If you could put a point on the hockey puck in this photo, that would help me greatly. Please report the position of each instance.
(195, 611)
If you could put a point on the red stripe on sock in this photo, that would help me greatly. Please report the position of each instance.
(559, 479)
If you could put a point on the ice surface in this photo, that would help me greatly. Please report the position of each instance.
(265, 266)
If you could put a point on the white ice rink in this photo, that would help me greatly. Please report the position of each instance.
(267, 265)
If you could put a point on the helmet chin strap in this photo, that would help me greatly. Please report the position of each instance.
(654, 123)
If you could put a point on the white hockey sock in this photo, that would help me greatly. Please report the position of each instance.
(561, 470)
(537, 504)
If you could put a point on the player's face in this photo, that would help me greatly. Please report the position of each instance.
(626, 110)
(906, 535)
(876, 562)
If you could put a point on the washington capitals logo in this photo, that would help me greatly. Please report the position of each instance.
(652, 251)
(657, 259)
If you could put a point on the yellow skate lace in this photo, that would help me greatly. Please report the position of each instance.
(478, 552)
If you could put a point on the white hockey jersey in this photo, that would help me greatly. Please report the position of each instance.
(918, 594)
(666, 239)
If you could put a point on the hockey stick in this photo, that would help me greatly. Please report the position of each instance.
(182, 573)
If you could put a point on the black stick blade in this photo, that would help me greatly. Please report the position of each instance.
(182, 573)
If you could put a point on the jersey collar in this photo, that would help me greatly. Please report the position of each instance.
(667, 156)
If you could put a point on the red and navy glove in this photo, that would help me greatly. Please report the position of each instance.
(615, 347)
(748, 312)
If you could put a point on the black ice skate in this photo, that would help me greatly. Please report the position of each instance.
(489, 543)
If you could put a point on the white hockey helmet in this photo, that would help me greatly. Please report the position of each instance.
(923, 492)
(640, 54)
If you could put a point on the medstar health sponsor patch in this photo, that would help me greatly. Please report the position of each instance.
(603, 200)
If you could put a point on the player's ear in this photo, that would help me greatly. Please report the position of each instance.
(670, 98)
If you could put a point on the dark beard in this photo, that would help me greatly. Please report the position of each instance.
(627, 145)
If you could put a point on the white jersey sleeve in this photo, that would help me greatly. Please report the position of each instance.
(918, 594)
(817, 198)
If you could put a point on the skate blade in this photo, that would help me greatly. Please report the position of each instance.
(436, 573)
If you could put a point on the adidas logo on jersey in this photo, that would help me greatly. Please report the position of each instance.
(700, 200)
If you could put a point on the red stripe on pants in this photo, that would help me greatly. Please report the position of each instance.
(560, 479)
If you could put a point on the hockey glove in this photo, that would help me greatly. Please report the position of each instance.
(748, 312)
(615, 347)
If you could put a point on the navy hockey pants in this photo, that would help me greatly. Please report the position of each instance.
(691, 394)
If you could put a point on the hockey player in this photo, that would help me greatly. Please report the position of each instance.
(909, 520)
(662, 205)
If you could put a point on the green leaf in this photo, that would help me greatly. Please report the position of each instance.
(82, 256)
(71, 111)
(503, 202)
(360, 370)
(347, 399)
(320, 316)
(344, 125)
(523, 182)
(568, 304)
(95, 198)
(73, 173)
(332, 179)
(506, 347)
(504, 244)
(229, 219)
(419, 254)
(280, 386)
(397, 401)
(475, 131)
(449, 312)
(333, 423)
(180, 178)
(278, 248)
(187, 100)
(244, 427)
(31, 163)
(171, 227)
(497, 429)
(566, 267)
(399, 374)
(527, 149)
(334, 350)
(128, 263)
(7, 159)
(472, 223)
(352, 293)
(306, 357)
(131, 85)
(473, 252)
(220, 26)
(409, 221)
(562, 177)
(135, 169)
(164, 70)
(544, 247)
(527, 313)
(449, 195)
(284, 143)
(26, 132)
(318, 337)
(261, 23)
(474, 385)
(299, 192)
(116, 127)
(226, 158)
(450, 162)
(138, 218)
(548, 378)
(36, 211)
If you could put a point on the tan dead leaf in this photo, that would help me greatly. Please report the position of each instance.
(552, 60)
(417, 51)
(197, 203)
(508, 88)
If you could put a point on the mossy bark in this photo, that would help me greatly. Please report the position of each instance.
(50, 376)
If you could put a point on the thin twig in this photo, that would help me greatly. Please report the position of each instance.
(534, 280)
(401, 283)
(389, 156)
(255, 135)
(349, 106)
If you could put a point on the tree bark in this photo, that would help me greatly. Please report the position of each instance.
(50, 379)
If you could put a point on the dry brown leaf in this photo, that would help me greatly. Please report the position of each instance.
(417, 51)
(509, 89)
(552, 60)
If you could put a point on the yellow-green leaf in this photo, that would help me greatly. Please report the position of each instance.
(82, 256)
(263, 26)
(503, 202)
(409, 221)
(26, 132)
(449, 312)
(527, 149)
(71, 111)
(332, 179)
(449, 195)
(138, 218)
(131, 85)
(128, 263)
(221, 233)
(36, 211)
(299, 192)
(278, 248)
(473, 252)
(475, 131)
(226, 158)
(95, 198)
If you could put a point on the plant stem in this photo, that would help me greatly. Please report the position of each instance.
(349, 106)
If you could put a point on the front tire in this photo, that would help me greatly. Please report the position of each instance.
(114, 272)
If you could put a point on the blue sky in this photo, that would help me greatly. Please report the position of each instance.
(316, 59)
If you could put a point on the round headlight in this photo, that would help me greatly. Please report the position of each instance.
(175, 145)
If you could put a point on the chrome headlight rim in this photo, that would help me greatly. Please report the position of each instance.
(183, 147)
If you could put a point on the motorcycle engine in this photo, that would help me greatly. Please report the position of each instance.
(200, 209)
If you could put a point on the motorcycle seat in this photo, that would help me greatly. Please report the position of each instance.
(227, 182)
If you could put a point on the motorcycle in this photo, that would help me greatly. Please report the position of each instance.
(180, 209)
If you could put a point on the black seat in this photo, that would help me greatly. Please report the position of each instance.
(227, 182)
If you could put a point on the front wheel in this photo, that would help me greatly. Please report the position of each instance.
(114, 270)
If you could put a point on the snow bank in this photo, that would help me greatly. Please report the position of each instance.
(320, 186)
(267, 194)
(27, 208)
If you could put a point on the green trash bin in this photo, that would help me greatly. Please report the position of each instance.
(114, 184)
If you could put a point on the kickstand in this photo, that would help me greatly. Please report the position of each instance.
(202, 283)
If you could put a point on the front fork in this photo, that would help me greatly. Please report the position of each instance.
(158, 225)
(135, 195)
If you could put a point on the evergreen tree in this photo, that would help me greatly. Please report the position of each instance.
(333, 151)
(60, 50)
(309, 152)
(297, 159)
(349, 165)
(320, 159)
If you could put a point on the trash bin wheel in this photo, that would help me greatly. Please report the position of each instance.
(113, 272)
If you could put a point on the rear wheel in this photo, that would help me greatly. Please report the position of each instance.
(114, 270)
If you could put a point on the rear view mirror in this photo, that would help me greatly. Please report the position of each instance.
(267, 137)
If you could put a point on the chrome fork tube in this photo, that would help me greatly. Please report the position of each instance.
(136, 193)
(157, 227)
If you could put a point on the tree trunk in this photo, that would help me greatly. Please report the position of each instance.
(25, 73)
□ □ □
Requirement:
Reproduce the data in its entirety. Keep every character unchanged.

Task response:
If you could put a point on the hockey puck in this photo, that would help me greatly. Please report the position of each instance.
(195, 611)
If you could put a point on the red stripe on sock in this photo, that would help me greatly. Please report the position of each instance.
(559, 479)
If you could put a point on the ice surface in this photo, that would help me greatly. Please report the position of each instance.
(265, 266)
If you could put a point on the white ice rink in this photo, that would help me greatly. Please report the position of each instance.
(267, 265)
If you could put a point on the helmet chin strap in this photo, that would help me greatly. Please report the position of each instance.
(654, 123)
If you could put a point on the white hockey sock in this photo, that would help me greatly. Please report the position of each instance.
(561, 470)
(537, 504)
If you could put a point on the player's face in this photo, that would help me greatly. Please report the position of each instance.
(626, 110)
(906, 535)
(876, 562)
If you could put a point on the washington capitals logo in this photo, that would help me greatly. Please report the position of each instance.
(652, 251)
(657, 259)
If you could put a point on the yellow skate lace in this photo, that would help me greatly. Please report the position of each instance.
(478, 552)
If you could put a point on the white hockey jersey in this photo, that would help me greatly. Please report the position of each instance.
(918, 594)
(666, 239)
If you could put a point on the hockey stick in this photo, that would help me greatly. Please report the position of each instance.
(182, 573)
If you could put a point on the black stick blade in this photo, that would help me greatly. Please report the position of each instance.
(182, 573)
If you could put a point on the jersey collar in this photo, that would help me greatly. Please report the position of each instance.
(667, 156)
If you could put a point on the red and navy glove in this photo, that would help me greatly. Please report the position of each instance.
(615, 347)
(748, 312)
If you could put a point on the black ice skate in this photo, that would help me greatly. Please report the position of each instance.
(489, 543)
If you could put a point on the white hockey helmet in this photo, that would help me greatly. Please report the position of each instance.
(923, 492)
(640, 54)
If you could put a point on the medstar health sponsor patch in this photo, that would help me greatly. Please report the position of each instance.
(603, 200)
If you could put a point on the player's ear in this photo, that would help me greatly. Please report the position of each instance.
(670, 98)
If you could put a point on the dark beard in this photo, that would help me greatly. Please report the position of each instance.
(627, 145)
If you could put a point on the white jersey sleeve in this photo, that would help me greatly. Please report the position of each instance.
(918, 594)
(817, 198)
If you could put a point on the skate blade in this photo, that would help me greatly. Please report the position of each instance.
(436, 573)
If you could put a point on the adidas logo on jersey in this photo, that would help me greatly. Please report the position of each instance.
(700, 200)
If you could put a point on the red stripe on pants in this photo, that would help me greatly. Please report the position of each instance.
(560, 479)
If you could put a point on the hockey glove in this photo, that would help me greatly. Please report the position of each instance.
(748, 312)
(615, 347)
If you could put a point on the navy hockey pants in this photo, that would help me greatly. Please report the position of each instance.
(691, 394)
If you could put a point on the hockey player in this photo, that would help me greatly. Please report the position of each instance.
(909, 520)
(662, 205)
If you could put a point on the green leaf in this photo, that would help me greatly. Please report the position of each instance.
(82, 256)
(71, 111)
(503, 202)
(360, 370)
(347, 399)
(320, 316)
(344, 125)
(523, 182)
(568, 304)
(95, 198)
(73, 173)
(332, 179)
(506, 347)
(504, 244)
(229, 219)
(419, 254)
(280, 386)
(397, 401)
(475, 131)
(449, 312)
(333, 423)
(180, 178)
(278, 248)
(187, 100)
(244, 427)
(31, 163)
(171, 227)
(497, 429)
(566, 267)
(399, 374)
(527, 149)
(334, 350)
(128, 263)
(7, 159)
(472, 223)
(352, 293)
(306, 357)
(131, 85)
(473, 252)
(220, 26)
(409, 221)
(562, 177)
(135, 169)
(164, 70)
(544, 247)
(527, 313)
(449, 195)
(284, 143)
(26, 132)
(318, 337)
(261, 23)
(474, 385)
(299, 192)
(116, 127)
(226, 158)
(450, 162)
(138, 218)
(548, 378)
(36, 211)
If you could put a point on the tan dead leaf in this photo, that would help me greatly. Please report the position of each instance.
(552, 60)
(417, 51)
(197, 203)
(508, 88)
If you could put a point on the mossy bark in this photo, that would help me greatly. Please report the position of each instance.
(50, 376)
If you could put a point on the thin twig in this photo, that would help me greatly. Please report the position of each instance.
(534, 280)
(401, 283)
(389, 156)
(255, 135)
(349, 106)
If you could put a point on the tree bark in this photo, that would help me greatly. Please report the position of each instance.
(50, 379)
If you could put a point on the dry brown leaf in this photo, that would help me greatly. Please report the position of each instance.
(417, 51)
(509, 89)
(552, 60)
If you could put a point on the yellow-green leaf in this photo, that would help me greatly. Please report the position of each instance.
(82, 256)
(263, 26)
(503, 202)
(409, 221)
(26, 132)
(449, 312)
(527, 149)
(71, 111)
(332, 179)
(449, 195)
(138, 218)
(131, 85)
(128, 263)
(221, 233)
(36, 211)
(299, 192)
(278, 248)
(473, 252)
(475, 131)
(226, 158)
(95, 198)
If you could put a point on the plant stem in this photo, that would help me greatly. Please report the position of each instance.
(349, 106)
If you could put a point on the front tire in this photo, that would help me greatly. Please report the position of each instance.
(114, 272)
If you could put a point on the blue sky in this photo, that would help me greatly. Please report the position of each instance.
(316, 59)
If you could put a point on the round headlight in this photo, that would help me greatly. Please report the position of each instance.
(175, 145)
If you could put a point on the chrome headlight rim in this photo, that would help me greatly. Please report the position of each instance.
(183, 147)
If you could put a point on the motorcycle engine in this photo, that would help me greatly. Please report the position of each instance.
(200, 209)
If you could put a point on the motorcycle seat in this photo, that would help me greatly. Please report the position of each instance.
(227, 182)
If you could put a point on the motorcycle in this photo, that would help me greatly. Please report the position of each instance.
(180, 209)
If you could put a point on the black seat in this photo, that would help me greatly. Please report the position of each instance.
(227, 182)
If you could put a point on the front wheel in this photo, that would help me greatly. Please report the position of each instance.
(114, 270)
If you could put a point on the snow bank in this photo, that would help me greatly. Please report the position of each instance.
(320, 186)
(267, 194)
(27, 208)
If you could put a point on the green trash bin in this photo, that would help me greatly. Please report the position of each instance.
(114, 184)
If you could put a point on the kickstand in this photo, that would help me greatly. Please report the position of each instance.
(202, 283)
If you could put a point on the front fork in this photo, that would help me greatly. Please report the position of each instance.
(158, 225)
(135, 195)
If you could put a point on the evergreen tree in this photo, that would help me greatly. Please report the position of each instance.
(333, 151)
(60, 50)
(309, 152)
(297, 159)
(349, 165)
(320, 159)
If you could put a point on the trash bin wheel in this photo, that would help me greatly. Please report the position of each instance.
(113, 272)
If you could put a point on the rear wheel in this photo, that would help me greatly. Please report the position of each instance.
(114, 270)
If you could put a point on the rear view mirror in this photo, that would help me greatly. Please report the position of each instance.
(267, 137)
If you could put a point on the chrome fork tube in this photo, that would help me greatly. Please report the position of each instance.
(136, 193)
(157, 227)
If you could put a point on the tree trunk in this photo, that would help me greatly. Please report the position of each instance.
(25, 73)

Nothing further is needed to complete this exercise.